**УСЛОВИЕ ЗАДАЧИ**. Перепишите строки, начиная со строки с «Annotate stone column» и заканчивая строкой с «52, 88, 183, 140», заменив «pedestrian» на «passerby» и ничего больше не меняя. Изображения в ответ не включайте.
──────────────────────────────
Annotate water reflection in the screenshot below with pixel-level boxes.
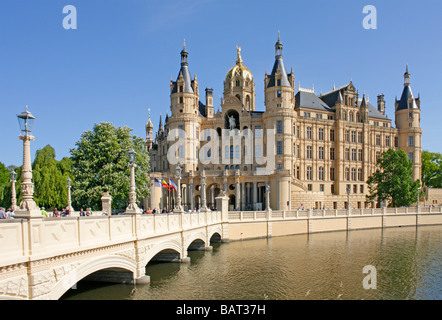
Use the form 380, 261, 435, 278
63, 226, 442, 300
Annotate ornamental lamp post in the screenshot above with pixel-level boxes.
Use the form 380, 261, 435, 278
173, 166, 183, 213
126, 149, 142, 214
66, 178, 75, 214
15, 106, 42, 218
200, 169, 209, 212
9, 170, 17, 212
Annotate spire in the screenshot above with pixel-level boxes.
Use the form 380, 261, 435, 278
404, 63, 411, 86
146, 108, 153, 129
236, 46, 242, 66
158, 113, 163, 132
336, 91, 344, 104
275, 30, 283, 57
361, 92, 367, 108
267, 32, 291, 88
181, 39, 189, 66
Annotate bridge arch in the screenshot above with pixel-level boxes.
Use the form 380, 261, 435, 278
49, 254, 137, 300
140, 240, 183, 267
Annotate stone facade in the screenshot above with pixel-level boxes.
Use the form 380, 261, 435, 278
144, 37, 422, 210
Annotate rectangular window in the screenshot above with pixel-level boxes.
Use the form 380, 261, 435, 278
318, 128, 324, 140
351, 131, 356, 142
306, 127, 312, 139
318, 147, 324, 160
306, 146, 312, 159
307, 167, 312, 180
351, 149, 358, 161
254, 126, 262, 139
330, 148, 335, 160
276, 141, 282, 154
276, 120, 282, 133
330, 129, 335, 141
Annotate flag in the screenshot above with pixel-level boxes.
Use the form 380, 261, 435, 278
169, 178, 178, 192
161, 178, 170, 190
153, 178, 161, 187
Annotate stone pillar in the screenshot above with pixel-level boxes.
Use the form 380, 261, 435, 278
235, 178, 241, 211
101, 191, 112, 215
200, 170, 209, 212
241, 182, 246, 211
189, 182, 195, 210
11, 180, 18, 212
252, 181, 258, 210
126, 164, 141, 214
15, 135, 42, 218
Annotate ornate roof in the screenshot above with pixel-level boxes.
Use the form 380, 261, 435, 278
226, 46, 253, 81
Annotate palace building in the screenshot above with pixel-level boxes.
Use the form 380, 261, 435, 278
145, 36, 422, 211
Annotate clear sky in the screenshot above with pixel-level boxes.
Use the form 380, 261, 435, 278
0, 0, 442, 166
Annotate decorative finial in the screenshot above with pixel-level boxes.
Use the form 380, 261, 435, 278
236, 46, 242, 65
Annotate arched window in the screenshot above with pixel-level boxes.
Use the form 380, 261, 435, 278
235, 146, 239, 159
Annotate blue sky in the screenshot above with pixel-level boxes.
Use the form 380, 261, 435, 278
0, 0, 442, 166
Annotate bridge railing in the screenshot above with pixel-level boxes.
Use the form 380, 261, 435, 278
0, 211, 222, 267
228, 207, 442, 221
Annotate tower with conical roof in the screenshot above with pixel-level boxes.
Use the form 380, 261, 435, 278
165, 40, 200, 172
395, 65, 422, 180
263, 32, 296, 210
145, 108, 153, 151
224, 46, 255, 112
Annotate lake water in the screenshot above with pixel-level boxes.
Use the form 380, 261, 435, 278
61, 226, 442, 300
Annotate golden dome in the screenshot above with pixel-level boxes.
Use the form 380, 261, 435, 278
226, 47, 253, 81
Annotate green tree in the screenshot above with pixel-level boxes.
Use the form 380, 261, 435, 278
422, 151, 442, 188
367, 149, 420, 207
0, 162, 11, 208
32, 145, 69, 208
70, 122, 149, 210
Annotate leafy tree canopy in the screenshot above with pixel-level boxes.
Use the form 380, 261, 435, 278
422, 151, 442, 188
70, 122, 149, 210
367, 149, 420, 207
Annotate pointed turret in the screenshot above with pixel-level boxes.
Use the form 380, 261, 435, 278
265, 31, 294, 88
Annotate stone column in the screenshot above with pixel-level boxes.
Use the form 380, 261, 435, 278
189, 182, 195, 210
11, 179, 18, 212
200, 170, 209, 212
252, 181, 258, 210
241, 182, 246, 211
126, 164, 141, 214
235, 178, 241, 211
101, 191, 112, 215
15, 135, 42, 218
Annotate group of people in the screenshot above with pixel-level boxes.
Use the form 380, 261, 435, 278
0, 207, 15, 219
143, 208, 215, 214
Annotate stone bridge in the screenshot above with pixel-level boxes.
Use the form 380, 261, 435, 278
0, 211, 227, 299
0, 197, 442, 299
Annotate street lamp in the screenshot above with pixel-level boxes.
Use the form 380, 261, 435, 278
9, 170, 17, 212
15, 106, 42, 218
174, 166, 183, 213
200, 169, 209, 212
126, 149, 141, 214
66, 178, 75, 214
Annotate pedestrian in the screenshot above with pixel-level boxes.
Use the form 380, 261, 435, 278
0, 207, 9, 219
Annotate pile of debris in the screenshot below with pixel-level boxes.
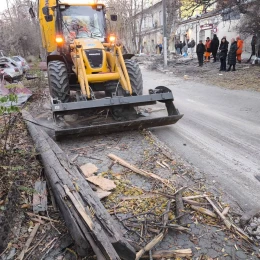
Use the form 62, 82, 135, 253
17, 112, 255, 259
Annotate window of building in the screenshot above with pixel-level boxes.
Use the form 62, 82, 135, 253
159, 11, 163, 25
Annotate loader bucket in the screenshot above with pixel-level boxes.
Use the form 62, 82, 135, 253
52, 88, 183, 140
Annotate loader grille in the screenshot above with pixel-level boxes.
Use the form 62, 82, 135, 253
85, 49, 103, 68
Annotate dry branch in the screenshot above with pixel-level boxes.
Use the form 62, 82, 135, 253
108, 154, 173, 190
141, 249, 192, 259
191, 205, 217, 218
23, 111, 135, 260
17, 223, 40, 260
135, 233, 164, 260
206, 197, 232, 229
175, 187, 187, 225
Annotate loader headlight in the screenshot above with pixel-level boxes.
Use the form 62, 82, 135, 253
109, 35, 116, 43
56, 35, 63, 44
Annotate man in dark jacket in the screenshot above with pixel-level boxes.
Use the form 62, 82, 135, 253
211, 34, 219, 62
196, 40, 206, 67
227, 38, 238, 71
219, 38, 228, 71
247, 34, 257, 63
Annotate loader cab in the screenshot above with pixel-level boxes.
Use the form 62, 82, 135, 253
59, 4, 106, 43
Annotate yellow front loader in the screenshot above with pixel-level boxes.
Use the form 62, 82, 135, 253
33, 0, 183, 138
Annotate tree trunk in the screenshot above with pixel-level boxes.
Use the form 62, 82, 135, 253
23, 111, 135, 260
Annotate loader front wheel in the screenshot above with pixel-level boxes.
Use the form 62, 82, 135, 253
48, 60, 70, 103
125, 60, 143, 96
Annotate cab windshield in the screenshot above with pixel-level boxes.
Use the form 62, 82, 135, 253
62, 5, 105, 41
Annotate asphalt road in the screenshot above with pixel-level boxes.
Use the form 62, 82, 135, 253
142, 68, 260, 210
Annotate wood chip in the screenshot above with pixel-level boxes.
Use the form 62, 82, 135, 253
17, 223, 40, 260
87, 176, 116, 191
80, 163, 98, 178
191, 205, 217, 218
95, 188, 111, 200
33, 181, 47, 214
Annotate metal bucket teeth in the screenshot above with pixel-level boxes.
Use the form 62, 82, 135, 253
55, 115, 183, 140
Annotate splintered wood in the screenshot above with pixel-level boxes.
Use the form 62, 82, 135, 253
105, 154, 254, 260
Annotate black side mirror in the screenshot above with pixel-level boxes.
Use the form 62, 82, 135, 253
29, 7, 35, 19
110, 14, 117, 22
44, 14, 53, 22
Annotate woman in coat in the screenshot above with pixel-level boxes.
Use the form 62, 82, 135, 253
204, 37, 211, 62
227, 38, 237, 71
219, 38, 228, 71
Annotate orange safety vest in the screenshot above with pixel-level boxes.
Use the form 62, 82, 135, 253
237, 40, 244, 54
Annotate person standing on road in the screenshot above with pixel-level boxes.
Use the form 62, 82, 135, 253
237, 36, 244, 63
196, 40, 205, 67
158, 43, 162, 54
188, 39, 195, 58
205, 37, 211, 62
179, 41, 183, 55
182, 41, 188, 57
247, 34, 257, 63
211, 34, 219, 62
219, 38, 228, 71
227, 38, 238, 71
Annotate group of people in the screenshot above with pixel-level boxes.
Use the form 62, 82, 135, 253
175, 39, 195, 55
196, 34, 244, 71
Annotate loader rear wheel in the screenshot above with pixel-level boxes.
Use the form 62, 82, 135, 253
48, 61, 70, 103
125, 60, 143, 96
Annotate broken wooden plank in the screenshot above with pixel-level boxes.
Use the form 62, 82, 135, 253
206, 197, 232, 229
33, 181, 47, 214
17, 223, 40, 260
95, 188, 112, 200
135, 233, 164, 260
108, 154, 174, 190
222, 207, 230, 216
175, 187, 187, 225
80, 163, 98, 178
191, 205, 217, 218
87, 176, 116, 191
141, 248, 192, 259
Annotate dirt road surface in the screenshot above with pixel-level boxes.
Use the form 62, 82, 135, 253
142, 68, 260, 211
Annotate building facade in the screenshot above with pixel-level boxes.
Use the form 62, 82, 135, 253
136, 1, 163, 54
137, 0, 251, 54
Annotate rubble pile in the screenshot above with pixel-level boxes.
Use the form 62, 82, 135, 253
246, 216, 260, 241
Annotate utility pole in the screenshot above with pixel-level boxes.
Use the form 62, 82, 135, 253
162, 0, 167, 68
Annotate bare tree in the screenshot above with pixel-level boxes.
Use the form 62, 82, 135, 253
0, 0, 41, 56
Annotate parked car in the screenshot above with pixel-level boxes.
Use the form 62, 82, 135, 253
0, 57, 23, 73
12, 56, 30, 73
0, 61, 23, 83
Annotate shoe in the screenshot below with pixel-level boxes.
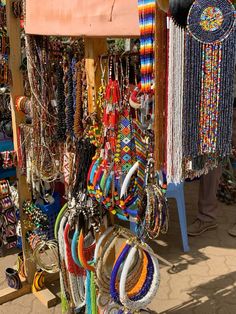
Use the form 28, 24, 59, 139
188, 218, 217, 237
228, 224, 236, 237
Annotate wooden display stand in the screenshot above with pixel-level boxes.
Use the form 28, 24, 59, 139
0, 0, 168, 307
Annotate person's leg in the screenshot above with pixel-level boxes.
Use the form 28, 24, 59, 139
188, 166, 222, 236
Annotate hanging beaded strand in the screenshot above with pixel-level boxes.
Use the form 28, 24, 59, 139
138, 0, 156, 93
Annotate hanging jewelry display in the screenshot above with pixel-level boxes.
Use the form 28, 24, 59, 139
167, 19, 185, 183
183, 0, 235, 173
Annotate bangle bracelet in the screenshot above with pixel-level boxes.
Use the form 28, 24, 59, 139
54, 203, 68, 239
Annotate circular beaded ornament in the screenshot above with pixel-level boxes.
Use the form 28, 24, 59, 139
187, 0, 235, 44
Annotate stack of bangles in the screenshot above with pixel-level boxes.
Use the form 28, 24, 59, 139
94, 227, 159, 314
15, 96, 30, 114
0, 180, 9, 198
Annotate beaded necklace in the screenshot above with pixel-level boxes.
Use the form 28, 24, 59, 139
138, 0, 156, 93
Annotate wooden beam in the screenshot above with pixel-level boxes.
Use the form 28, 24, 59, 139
85, 38, 107, 114
33, 288, 58, 308
6, 0, 36, 284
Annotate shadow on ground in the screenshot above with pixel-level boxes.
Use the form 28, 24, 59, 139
161, 272, 236, 314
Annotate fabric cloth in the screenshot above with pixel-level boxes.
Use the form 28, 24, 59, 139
197, 165, 222, 222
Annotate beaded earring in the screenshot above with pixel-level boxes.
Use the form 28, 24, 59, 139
138, 0, 156, 93
183, 0, 236, 161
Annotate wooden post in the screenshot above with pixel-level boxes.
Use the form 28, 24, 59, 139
6, 0, 36, 284
154, 7, 167, 170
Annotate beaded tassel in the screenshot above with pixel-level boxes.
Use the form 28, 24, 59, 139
183, 0, 235, 162
138, 0, 156, 93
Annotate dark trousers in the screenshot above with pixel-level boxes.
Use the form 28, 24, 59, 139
198, 166, 222, 222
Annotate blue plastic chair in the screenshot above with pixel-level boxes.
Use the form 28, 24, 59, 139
166, 182, 189, 252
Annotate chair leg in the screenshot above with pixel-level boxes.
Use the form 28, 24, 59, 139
176, 190, 190, 252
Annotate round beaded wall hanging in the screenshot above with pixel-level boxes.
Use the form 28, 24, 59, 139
188, 0, 235, 43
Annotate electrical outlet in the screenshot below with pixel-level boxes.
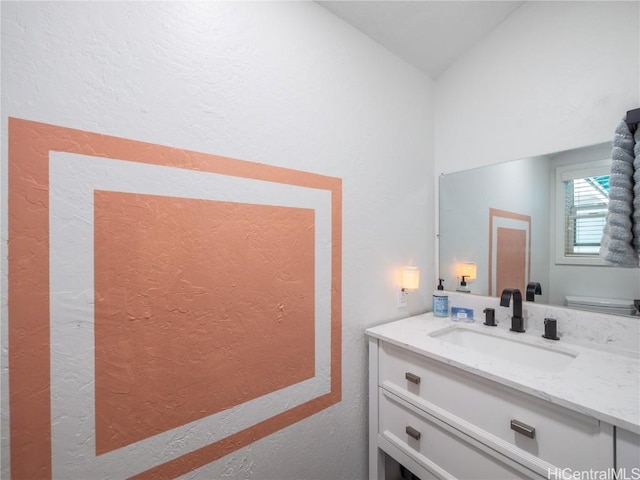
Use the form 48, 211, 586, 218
398, 288, 407, 308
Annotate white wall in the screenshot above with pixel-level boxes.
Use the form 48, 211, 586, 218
435, 1, 640, 301
2, 2, 434, 479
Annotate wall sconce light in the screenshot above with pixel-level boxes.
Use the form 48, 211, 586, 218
456, 262, 478, 293
398, 267, 420, 308
402, 267, 420, 291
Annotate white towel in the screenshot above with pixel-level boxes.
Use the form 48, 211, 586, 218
600, 117, 640, 267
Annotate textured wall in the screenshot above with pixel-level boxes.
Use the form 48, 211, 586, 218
2, 2, 434, 479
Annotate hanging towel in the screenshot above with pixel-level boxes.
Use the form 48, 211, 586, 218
600, 117, 640, 267
632, 125, 640, 256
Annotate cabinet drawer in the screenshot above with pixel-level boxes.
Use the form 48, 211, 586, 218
379, 343, 613, 470
379, 389, 546, 480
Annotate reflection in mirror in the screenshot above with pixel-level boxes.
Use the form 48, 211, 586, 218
439, 142, 640, 314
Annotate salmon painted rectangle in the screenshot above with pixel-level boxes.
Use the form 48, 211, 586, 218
496, 227, 527, 292
3, 118, 342, 478
488, 208, 531, 295
94, 191, 315, 455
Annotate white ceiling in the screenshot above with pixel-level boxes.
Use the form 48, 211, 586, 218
317, 0, 524, 78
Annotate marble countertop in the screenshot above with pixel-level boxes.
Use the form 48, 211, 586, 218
365, 313, 640, 434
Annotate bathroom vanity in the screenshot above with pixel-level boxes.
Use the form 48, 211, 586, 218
366, 295, 640, 480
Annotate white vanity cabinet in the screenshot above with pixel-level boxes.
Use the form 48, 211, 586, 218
369, 338, 614, 480
616, 428, 640, 470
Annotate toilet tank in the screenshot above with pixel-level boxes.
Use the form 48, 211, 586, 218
565, 296, 638, 315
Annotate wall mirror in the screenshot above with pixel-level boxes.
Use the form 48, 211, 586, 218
439, 142, 640, 314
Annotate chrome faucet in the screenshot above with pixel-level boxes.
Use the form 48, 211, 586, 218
500, 288, 524, 333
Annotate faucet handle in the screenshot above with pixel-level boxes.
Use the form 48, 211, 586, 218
483, 308, 498, 327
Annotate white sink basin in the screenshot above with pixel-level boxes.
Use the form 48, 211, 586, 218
429, 326, 578, 371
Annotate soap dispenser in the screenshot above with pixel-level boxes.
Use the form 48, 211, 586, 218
433, 278, 449, 317
456, 275, 471, 293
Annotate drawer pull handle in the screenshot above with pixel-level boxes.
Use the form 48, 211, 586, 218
404, 372, 420, 385
404, 427, 420, 440
511, 420, 536, 438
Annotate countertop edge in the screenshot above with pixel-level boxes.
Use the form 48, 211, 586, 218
365, 317, 640, 434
──────────────────────────────
**ВЫПОЛНЕННОЕ ЗАДАНИЕ**.
Annotate stone column in the screenshot above with pixel-level boxes.
Use the form 380, 261, 435, 278
189, 182, 195, 210
11, 179, 18, 212
200, 170, 209, 212
252, 181, 258, 210
241, 182, 246, 211
126, 164, 141, 214
235, 178, 241, 211
101, 191, 112, 215
15, 135, 42, 218
Annotate group of people in the screenshot above with pixel-level boxes.
Use the form 380, 261, 435, 278
0, 207, 15, 219
143, 208, 215, 214
Annotate stone bridge in the screenshot above with pixel-level boxes.
Use the form 380, 261, 435, 278
0, 211, 227, 299
0, 197, 442, 299
Annotate street lamp in the screenshot above with pixel-level boxes.
Use the form 380, 261, 435, 278
9, 170, 17, 212
15, 106, 42, 218
174, 166, 183, 213
200, 169, 209, 212
126, 149, 141, 214
66, 178, 75, 214
Annotate passerby in the screenshot above with pixel-level boxes.
Use the form 380, 261, 435, 278
0, 207, 9, 219
Annotate pile of debris in the screenshot below with pixel-level boxes.
Use the form 62, 82, 135, 253
17, 112, 255, 259
Annotate window of building in the screenshot above with pixel-level boxes.
Use the form 62, 82, 135, 253
159, 11, 163, 25
Annotate loader bucket in the screenshot above with pixel-level boxes.
Use the form 62, 82, 135, 253
52, 88, 183, 140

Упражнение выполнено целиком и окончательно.